**Aim of the task:**
Reproduce every one of the following lines verbatim and in the same order.

**Provided records:**
==========

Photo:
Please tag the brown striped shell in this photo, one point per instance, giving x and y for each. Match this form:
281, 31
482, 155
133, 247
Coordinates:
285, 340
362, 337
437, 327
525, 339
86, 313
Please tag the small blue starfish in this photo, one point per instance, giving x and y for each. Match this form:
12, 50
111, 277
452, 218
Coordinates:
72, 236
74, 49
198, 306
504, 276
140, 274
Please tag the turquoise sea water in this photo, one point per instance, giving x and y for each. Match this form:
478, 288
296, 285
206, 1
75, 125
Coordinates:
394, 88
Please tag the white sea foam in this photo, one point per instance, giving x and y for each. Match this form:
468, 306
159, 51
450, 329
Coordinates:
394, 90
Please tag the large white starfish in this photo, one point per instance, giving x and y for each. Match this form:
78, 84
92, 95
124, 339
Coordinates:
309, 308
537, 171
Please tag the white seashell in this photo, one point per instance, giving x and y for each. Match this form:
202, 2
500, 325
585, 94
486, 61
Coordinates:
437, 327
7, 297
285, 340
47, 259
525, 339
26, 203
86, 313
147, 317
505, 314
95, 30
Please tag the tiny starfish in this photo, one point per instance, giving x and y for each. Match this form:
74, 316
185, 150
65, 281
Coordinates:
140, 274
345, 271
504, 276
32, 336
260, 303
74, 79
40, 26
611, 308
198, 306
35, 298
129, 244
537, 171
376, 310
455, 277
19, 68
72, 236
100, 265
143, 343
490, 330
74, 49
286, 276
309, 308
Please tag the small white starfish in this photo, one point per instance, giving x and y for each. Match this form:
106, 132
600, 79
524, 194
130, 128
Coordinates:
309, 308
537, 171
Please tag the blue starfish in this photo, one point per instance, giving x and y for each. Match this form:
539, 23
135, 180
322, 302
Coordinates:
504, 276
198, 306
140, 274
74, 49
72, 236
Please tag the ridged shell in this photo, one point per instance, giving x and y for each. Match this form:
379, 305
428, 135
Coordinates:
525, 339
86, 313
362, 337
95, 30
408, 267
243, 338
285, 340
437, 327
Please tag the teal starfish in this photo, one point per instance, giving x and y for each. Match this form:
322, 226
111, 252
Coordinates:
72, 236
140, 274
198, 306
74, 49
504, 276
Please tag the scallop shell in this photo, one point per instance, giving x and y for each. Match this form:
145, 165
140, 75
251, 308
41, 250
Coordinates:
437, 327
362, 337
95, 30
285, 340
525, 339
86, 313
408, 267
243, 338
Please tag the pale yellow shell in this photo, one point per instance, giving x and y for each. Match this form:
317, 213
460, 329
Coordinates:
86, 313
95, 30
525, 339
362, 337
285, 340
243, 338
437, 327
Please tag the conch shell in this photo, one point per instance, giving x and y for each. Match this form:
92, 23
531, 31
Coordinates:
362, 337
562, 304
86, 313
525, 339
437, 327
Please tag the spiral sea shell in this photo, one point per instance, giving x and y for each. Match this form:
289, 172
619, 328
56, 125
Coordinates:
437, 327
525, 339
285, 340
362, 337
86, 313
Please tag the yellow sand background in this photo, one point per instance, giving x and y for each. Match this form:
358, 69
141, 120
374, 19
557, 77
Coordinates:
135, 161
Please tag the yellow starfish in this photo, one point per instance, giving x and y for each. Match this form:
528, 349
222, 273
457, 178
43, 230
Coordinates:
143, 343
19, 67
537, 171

==========

**Expected output:**
Photo:
Please tag the brown striped shell in this photo, one point per instance, giving x and y for each. Match this form:
281, 31
482, 155
133, 247
Coordinates:
285, 340
362, 337
437, 327
525, 339
86, 313
Please tag the small blue starfish in this photo, one point per instance, giving x and y for each. Match this form:
12, 50
111, 277
452, 218
Coordinates:
72, 236
74, 49
198, 306
504, 276
140, 274
Please tag the turquoise sea water in this photo, one point per instance, giving x and y for each. Match this form:
478, 288
296, 285
206, 1
75, 125
Coordinates:
394, 88
Please tag the white sea foam in this photo, one point per instance, giving x and y for each. Match this form:
468, 306
159, 51
450, 329
Coordinates:
394, 90
Please tag the large white starfish in this photo, one point per instance, giving x and y for each. Match this form:
78, 84
92, 95
124, 339
Coordinates:
309, 308
537, 171
Please tag the white seashell in this photo, one point per instance, giving x and y for each. Match this form:
202, 2
500, 325
585, 94
486, 61
Coordinates:
437, 327
7, 297
285, 340
47, 259
525, 339
26, 203
86, 313
147, 317
505, 314
95, 30
Please tag the tiny starfish in this photo, one point per instance, giving x and y for each. Match this form:
74, 316
185, 150
65, 281
Coordinates:
140, 274
345, 271
504, 276
32, 336
260, 303
74, 79
40, 26
611, 308
198, 306
35, 298
129, 244
537, 171
376, 310
455, 277
19, 68
72, 236
100, 265
143, 343
490, 330
74, 49
286, 276
309, 308
Please tag the small white starfish in this photo, one point per instance, giving x and y for each. Match this form:
106, 132
600, 79
524, 194
130, 128
Coordinates:
309, 308
537, 171
Please tag the blue starfish in this photo, one point per instance, giving x and y for each. Match this form:
539, 23
135, 180
322, 302
Coordinates:
504, 276
198, 306
140, 274
74, 49
72, 236
Please tag the ridged shell in this photo, one point per instance, giving x and y for each. Match this form:
379, 305
428, 135
Coordinates:
525, 339
86, 313
362, 337
95, 30
408, 267
243, 338
285, 340
437, 327
Please tag the teal starfish in this photo, one point per instance, giving x and y for each. Match this form:
322, 226
111, 252
Coordinates:
72, 236
140, 274
198, 306
74, 49
504, 276
Please tag the scallop shell in this photo, one point per instance, giving x and y for each. Match this form:
145, 165
140, 75
251, 308
41, 250
Coordinates:
437, 327
362, 337
95, 30
285, 340
525, 339
86, 313
408, 267
243, 338
Please tag the pale yellow shell in this photo, one point per instance, giving x and y for each. Match this form:
317, 213
460, 329
Coordinates:
86, 313
95, 30
525, 339
362, 337
285, 340
243, 338
437, 327
Please tag the conch shell in this photo, one point per instance, giving x and y for each. Match this form:
92, 23
531, 31
Coordinates:
362, 337
562, 304
86, 313
525, 339
437, 327
Please tag the spiral sea shell in this photo, one point per instance, giving x and y for each. Match this form:
289, 172
619, 328
56, 125
Coordinates:
437, 327
525, 339
285, 340
362, 337
86, 313
Please tag the yellow sand background in this photo, one point per instance, giving x and y for each. Match this form:
358, 69
141, 120
374, 19
557, 77
Coordinates:
135, 161
Please tag the yellow starfish in this photo, one point per instance, giving x and y for each. Match this form:
528, 349
222, 273
457, 178
43, 230
Coordinates:
143, 343
19, 67
537, 171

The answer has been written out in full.